Type out the full set of entries again, unchanged.

++++ DATA TO PROCESS

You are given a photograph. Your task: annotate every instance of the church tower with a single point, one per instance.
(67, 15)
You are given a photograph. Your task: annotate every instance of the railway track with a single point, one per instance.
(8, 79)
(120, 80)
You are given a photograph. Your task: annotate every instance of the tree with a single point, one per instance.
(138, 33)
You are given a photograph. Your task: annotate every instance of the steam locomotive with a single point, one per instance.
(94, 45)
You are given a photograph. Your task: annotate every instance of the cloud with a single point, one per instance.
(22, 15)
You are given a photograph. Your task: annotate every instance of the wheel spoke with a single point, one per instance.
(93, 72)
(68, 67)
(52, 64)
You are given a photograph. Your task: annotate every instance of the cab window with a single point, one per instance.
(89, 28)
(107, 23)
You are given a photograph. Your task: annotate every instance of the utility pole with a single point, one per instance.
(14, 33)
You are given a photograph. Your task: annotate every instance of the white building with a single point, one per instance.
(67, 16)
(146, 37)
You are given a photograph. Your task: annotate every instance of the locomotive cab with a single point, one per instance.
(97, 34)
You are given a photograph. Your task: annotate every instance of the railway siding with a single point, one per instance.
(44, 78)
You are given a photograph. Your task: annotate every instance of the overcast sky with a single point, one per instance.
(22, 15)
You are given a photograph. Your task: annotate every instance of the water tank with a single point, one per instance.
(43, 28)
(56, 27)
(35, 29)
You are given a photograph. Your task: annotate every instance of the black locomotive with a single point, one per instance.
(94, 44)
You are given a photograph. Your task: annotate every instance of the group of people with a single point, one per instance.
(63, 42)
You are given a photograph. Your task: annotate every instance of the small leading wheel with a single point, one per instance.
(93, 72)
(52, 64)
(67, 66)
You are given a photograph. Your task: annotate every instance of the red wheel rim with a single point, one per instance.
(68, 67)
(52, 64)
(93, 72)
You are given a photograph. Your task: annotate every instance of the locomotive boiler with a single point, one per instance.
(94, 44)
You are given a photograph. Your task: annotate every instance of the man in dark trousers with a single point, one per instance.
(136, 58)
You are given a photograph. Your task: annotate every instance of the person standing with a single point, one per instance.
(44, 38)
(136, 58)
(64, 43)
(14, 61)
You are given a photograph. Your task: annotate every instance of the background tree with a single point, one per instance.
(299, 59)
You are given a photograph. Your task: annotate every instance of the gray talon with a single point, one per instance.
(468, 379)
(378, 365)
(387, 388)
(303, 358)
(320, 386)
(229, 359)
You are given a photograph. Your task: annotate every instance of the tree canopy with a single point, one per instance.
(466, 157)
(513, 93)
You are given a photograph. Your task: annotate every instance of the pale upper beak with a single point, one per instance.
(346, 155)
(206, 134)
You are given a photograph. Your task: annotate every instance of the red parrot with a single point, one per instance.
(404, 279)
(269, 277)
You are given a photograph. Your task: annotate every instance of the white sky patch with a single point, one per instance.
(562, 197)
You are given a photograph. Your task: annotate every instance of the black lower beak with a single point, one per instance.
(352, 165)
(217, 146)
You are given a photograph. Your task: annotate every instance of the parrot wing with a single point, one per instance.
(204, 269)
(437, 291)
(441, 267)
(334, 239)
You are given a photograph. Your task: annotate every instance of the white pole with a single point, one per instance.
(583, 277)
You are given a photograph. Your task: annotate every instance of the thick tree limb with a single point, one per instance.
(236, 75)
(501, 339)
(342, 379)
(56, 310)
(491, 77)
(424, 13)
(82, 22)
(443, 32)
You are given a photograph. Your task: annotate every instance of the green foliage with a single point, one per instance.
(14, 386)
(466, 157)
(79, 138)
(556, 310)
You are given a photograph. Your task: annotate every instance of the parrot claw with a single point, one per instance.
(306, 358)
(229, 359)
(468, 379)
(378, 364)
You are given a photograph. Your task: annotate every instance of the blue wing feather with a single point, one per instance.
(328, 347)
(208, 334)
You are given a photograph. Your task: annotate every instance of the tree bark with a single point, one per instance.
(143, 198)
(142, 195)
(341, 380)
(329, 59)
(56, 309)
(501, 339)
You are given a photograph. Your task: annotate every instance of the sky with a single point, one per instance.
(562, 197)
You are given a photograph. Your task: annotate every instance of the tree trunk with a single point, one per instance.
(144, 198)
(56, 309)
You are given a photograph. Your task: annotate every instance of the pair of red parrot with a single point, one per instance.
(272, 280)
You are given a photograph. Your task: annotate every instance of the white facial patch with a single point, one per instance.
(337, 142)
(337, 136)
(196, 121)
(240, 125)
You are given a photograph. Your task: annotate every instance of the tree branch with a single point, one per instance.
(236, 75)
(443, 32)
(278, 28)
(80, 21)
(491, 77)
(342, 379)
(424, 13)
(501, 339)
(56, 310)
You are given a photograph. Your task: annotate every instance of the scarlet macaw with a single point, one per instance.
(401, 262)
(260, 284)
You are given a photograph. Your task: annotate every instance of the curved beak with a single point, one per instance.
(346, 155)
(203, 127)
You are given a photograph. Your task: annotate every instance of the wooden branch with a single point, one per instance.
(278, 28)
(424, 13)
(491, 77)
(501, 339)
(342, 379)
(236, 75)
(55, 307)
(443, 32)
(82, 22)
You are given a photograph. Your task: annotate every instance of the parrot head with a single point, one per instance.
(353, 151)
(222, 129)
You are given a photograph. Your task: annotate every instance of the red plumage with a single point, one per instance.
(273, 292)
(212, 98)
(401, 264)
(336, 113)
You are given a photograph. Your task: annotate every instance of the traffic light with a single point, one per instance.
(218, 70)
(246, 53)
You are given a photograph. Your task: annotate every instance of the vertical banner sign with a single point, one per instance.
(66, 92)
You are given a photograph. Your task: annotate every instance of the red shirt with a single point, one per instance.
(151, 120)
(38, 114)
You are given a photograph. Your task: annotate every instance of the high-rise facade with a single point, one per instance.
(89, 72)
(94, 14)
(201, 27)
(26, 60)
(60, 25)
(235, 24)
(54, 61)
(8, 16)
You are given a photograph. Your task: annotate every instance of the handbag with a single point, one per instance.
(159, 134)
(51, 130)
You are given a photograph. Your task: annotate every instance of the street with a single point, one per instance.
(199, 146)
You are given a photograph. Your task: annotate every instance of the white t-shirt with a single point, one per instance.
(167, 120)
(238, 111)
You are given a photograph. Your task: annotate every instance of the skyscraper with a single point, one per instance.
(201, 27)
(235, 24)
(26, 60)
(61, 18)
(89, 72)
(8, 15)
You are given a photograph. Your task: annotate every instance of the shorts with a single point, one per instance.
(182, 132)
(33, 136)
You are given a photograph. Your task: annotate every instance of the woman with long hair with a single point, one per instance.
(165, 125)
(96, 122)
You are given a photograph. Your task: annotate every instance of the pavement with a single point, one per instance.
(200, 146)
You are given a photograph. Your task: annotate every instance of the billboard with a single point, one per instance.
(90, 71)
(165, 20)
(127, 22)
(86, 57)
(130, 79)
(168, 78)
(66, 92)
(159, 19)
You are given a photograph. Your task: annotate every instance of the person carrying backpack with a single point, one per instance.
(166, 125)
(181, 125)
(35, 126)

++++++++

## EXERCISE RESULT
You are given a photograph. Your task: annotate every instance of the church tower with a single point, one per instance.
(67, 15)
You are given a photograph. Your task: annotate every instance of the railway track with a single point, one per instance.
(8, 79)
(120, 80)
You are given a photograph. Your task: annotate every instance of the tree with a single point, one per instance.
(138, 33)
You are given a photograph. Your task: annotate every instance of the steam locomotive with a single point, one per instance.
(94, 45)
You are given a photograph. Your task: annotate every instance of the cloud with a single point, one per instance.
(22, 15)
You are given a photograph. Your task: annotate every instance of the wheel spoke with a single point, one per instance.
(93, 72)
(68, 67)
(52, 64)
You are given a photograph. Your task: annotate every instance of the cab window with a single point, one per instance.
(89, 28)
(107, 23)
You are given a photograph. Your task: annotate every instance of the utility pole with a single point, one per instance.
(14, 33)
You are given a photograph. Your task: annotate every instance of the white building with a single point, one per instance.
(67, 16)
(146, 37)
You are given a photograph. Your task: annotate every instance of the locomotive cab with a single point, one per instance.
(97, 34)
You are given a photograph. Your task: annotate every instance of the railway siding with a single point, one per instance.
(44, 78)
You are given a photograph. Your task: annotate every instance of the overcast sky with a single point, one per instance.
(22, 15)
You are given a photograph. Your task: annotate every instance of the water tank with a single point, one per instance.
(43, 28)
(56, 27)
(35, 29)
You are given a photograph. Your task: annotate every instance of the black locomotive with a single point, one per instance.
(94, 44)
You are given a photograph. Your task: annotate every instance of the group of people with a single point, one per instance.
(63, 42)
You are given a photograph. Your task: annotate every instance of the small leading wheel with a single point, one per instance.
(93, 72)
(52, 64)
(67, 66)
You are given a photograph. Your task: annotate every instance of the red wheel rim with a single point, one per instance.
(68, 67)
(52, 64)
(93, 72)
You are given a photograph. Your task: annotate every instance of the locomotive boiler with a single point, one per instance.
(94, 44)
You are given a photograph. Your task: annotate every instance of the man in dark trousers with a single point, one per instance.
(136, 58)
You are given a photograph. Your task: annotate every instance of the person standing with a single point, one per instance.
(44, 38)
(136, 58)
(64, 43)
(14, 61)
You are given a photograph. Your task: annotate every instance of the background tree with a single point, one per instance.
(299, 59)
You are given a photograph. Your task: annotate every instance of the gray talon with a single point, one per instance.
(468, 379)
(378, 365)
(387, 388)
(303, 358)
(320, 386)
(229, 359)
You are given a photograph. Your task: annotate every instance of the tree canopy with a single point, one per instance.
(466, 157)
(513, 93)
You are given a photograph. Your task: annotate every instance of the pale upper beak with a single point, one per instance.
(346, 155)
(206, 134)
You are given a photograph. Your task: annotate every instance of the red parrot with a single point, one per instance.
(404, 279)
(269, 277)
You are given a photograph. Your task: annotate every instance of the white sky patch with a single point, one per instance.
(562, 197)
You are given a photograph. Your task: annotate every instance of the black lower beak with a single point, one per instance.
(352, 165)
(217, 146)
You are given a photograph. Your task: annotate every instance of the parrot wing with a single point, one per instance.
(204, 269)
(437, 291)
(441, 267)
(334, 239)
You are given a photograph. Your task: annotate every instance of the white pole with a single point, one per instance.
(583, 277)
You are given a photograph. Your task: annotate every instance of the thick tree limb with a single point, one per instance.
(236, 75)
(501, 339)
(342, 379)
(56, 310)
(491, 77)
(424, 13)
(82, 22)
(443, 32)
You are given a photograph. Your task: annotate every instance of the green foliage with a single point, one per instance.
(14, 386)
(466, 157)
(79, 138)
(556, 310)
You are given a photograph. Your task: annotate every instance of the parrot claw with a single point, one per instance.
(306, 358)
(229, 359)
(468, 379)
(378, 364)
You are given a photograph. Your task: annotate every instance of the blue wing feather with a single point, one per instance.
(328, 347)
(208, 334)
You are given a photograph. Your task: annotate every instance of the tree bark with a single point, one per instance.
(143, 198)
(142, 195)
(341, 380)
(329, 59)
(56, 309)
(501, 339)
You are given a photograph. Your task: annotate every instance of the sky with a single point, one per instance.
(562, 197)
You are given a photograph. Your task: annotate every instance of the tree trunk with a single point, one per instance.
(144, 198)
(56, 309)
You are given a photograph. Your task: annotate every instance of the pair of red parrot with a single point, one per instance.
(272, 280)
You are given a photograph. Your task: annotate every instance of the white facial patch with a single point, one per instance.
(337, 142)
(337, 136)
(196, 121)
(240, 125)
You are given a photograph. Your task: annotate every instance of the tree branch with a single point, one per instance.
(236, 75)
(443, 32)
(278, 28)
(80, 21)
(491, 77)
(342, 379)
(424, 13)
(501, 339)
(56, 310)
You are given a photograph. Your task: annotate every instance of the scarlet macaw with a single point, one per instance.
(401, 262)
(260, 284)
You are given a photograph. Your task: annotate every instance of the curved beak with a single point, one per instance.
(346, 155)
(203, 127)
You are given a photograph. Your task: annotate every instance of the wooden branch with a single point, one per instance.
(278, 28)
(424, 13)
(491, 77)
(501, 339)
(342, 379)
(236, 75)
(55, 307)
(443, 32)
(82, 22)
You are given a photograph. Your task: annotate every instance of the parrot head with a single point, one per instance.
(353, 151)
(222, 129)
You are given a photograph. Your task: annotate every instance of the red plumage with a single point, one per instance.
(273, 292)
(212, 98)
(401, 264)
(336, 113)
You are given a photograph. Your task: annotate every instance of the traffic light with a single point, one per instance.
(218, 70)
(246, 53)
You are given a photograph. Your task: annotate every instance of the vertical banner sign with a single point, one per instance.
(66, 92)
You are given a photograph. Your task: annotate every instance of the red shirt with a single point, one per instance.
(151, 120)
(38, 114)
You are given a photograph. Your task: annotate every instance of the high-rise facade with a single point, one per instance.
(89, 72)
(94, 14)
(201, 27)
(26, 60)
(60, 25)
(235, 24)
(54, 61)
(8, 16)
You are given a photograph. Your task: annotate every instance of the handbag with a single point, one per instance.
(159, 134)
(51, 130)
You are given a photograph. Your task: annotate every instance of the street with a single point, one per instance.
(199, 146)
You are given a photograph. Your task: annotate every instance of the white t-shirt with a single point, one per instance.
(167, 120)
(238, 111)
You are given a photograph. Your task: annotate every instance of the skyscraper with a single point, one per instance.
(201, 27)
(235, 24)
(26, 60)
(61, 18)
(89, 72)
(8, 15)
You are given a photograph. Your task: annotate every instance of the shorts with a single point, one per instance.
(182, 132)
(33, 136)
You are given a photograph. Your task: annotate every instance of the woman with long hair with a single point, one per instance.
(165, 125)
(96, 122)
You are given a photograph. Your task: annotate every instance of the pavement with a single point, one per instance.
(200, 146)
You are given a photograph. Your task: annotate every instance of the billboard with a single point, one per instance.
(90, 71)
(165, 20)
(127, 22)
(86, 57)
(130, 79)
(168, 78)
(66, 92)
(159, 19)
You are given a photograph. Your task: annotate every instance of the person carrying backpack with a single point, one per instance.
(166, 125)
(181, 125)
(35, 126)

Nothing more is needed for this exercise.